_Task directions:_ All of the data that follows is to be printed exactly, without pictures.

_Records drawn from a dataset:_
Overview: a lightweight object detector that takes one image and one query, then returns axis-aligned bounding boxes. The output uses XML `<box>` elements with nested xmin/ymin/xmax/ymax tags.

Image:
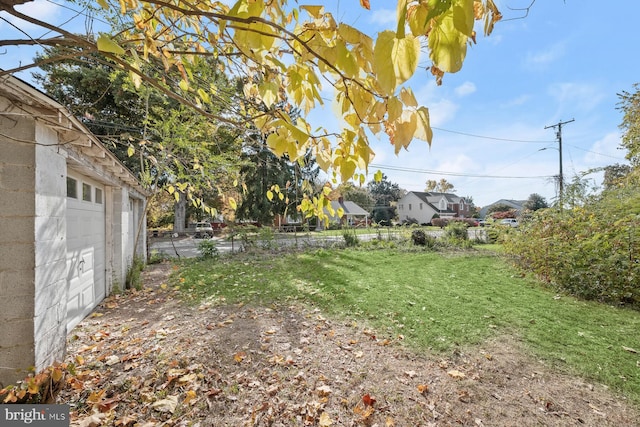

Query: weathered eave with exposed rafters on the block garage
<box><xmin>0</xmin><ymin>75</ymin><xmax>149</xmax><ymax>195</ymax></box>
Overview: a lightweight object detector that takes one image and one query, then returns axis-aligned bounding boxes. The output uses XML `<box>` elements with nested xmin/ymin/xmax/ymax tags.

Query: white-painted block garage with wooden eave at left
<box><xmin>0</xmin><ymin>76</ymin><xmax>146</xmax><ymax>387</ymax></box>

_Expected output:_
Overview: a lightweight object detector that takes one image and one query, then returns axis-aligned bounding boxes. The output uses XML `<box>` elements with nested xmin/ymin/xmax/ymax tags.

Image:

Query: weathered eave with exposed rafters on the block garage
<box><xmin>0</xmin><ymin>75</ymin><xmax>149</xmax><ymax>195</ymax></box>
Overview: a lightweight object detector that takes one image and one query, then returns axis-aligned bounding boxes. The output uses XML `<box>` elements with nested xmin/ymin/xmax/ymax tags.

Query: white-painted block garage with wooden eave at left
<box><xmin>0</xmin><ymin>76</ymin><xmax>146</xmax><ymax>387</ymax></box>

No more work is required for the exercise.